:: RECORDS FOR THIS EXERCISE ::

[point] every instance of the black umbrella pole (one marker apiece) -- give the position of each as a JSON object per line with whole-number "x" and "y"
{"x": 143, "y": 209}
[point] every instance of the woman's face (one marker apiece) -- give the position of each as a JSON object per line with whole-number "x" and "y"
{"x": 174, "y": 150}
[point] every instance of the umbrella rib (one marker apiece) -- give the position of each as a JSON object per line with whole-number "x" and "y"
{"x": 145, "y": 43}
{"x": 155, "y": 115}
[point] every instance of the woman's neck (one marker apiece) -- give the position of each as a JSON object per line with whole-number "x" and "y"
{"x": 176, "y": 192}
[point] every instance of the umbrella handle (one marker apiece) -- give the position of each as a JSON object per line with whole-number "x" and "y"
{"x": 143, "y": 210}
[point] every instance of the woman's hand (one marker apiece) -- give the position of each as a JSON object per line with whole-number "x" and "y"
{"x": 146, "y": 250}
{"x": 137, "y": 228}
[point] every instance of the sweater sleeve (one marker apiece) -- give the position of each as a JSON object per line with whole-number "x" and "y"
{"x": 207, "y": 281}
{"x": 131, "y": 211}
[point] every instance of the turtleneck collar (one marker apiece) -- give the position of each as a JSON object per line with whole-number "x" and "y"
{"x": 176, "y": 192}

:::

_EXERCISE OBJECTIVE_. Copy all of the rows above, word for word and in the same order.

_WRITTEN ANSWER_.
[point] every instance of the black umbrella pole (one marker apiece) -- give the position of each as a JSON object per line with whole-number "x" and "y"
{"x": 143, "y": 209}
[point] every instance of the woman's face (one marker apiece) -- give the position of each as a JSON object per line with whole-number "x" and "y"
{"x": 174, "y": 150}
[point] every instance of the umbrella rib (one marker apiece) -- give the position of each as a JSON object per line with whole-number "x" and "y"
{"x": 145, "y": 43}
{"x": 155, "y": 115}
[point] every instance of the woman's neck (one marker apiece) -- give the position of each as a JSON object per line with whole-number "x" and "y"
{"x": 176, "y": 192}
[point] every instance of the umbrella handle (one marker apiece) -- give the position of each as a JSON object per line with whole-number "x" and "y"
{"x": 143, "y": 210}
[point] every instance of the woman's hand (one marker apiece) -- give the position of each as a JSON object per line with whole-number "x" and "y"
{"x": 146, "y": 250}
{"x": 137, "y": 228}
[point] every instance of the sweater sleeve (one marker apiece) -- give the position of each as a JSON object per line with whole-number "x" and "y"
{"x": 207, "y": 281}
{"x": 131, "y": 211}
[point] every instance of the turtleneck collar (one marker apiece) -- give the position of each as a JSON object per line with whole-number "x" and "y"
{"x": 176, "y": 192}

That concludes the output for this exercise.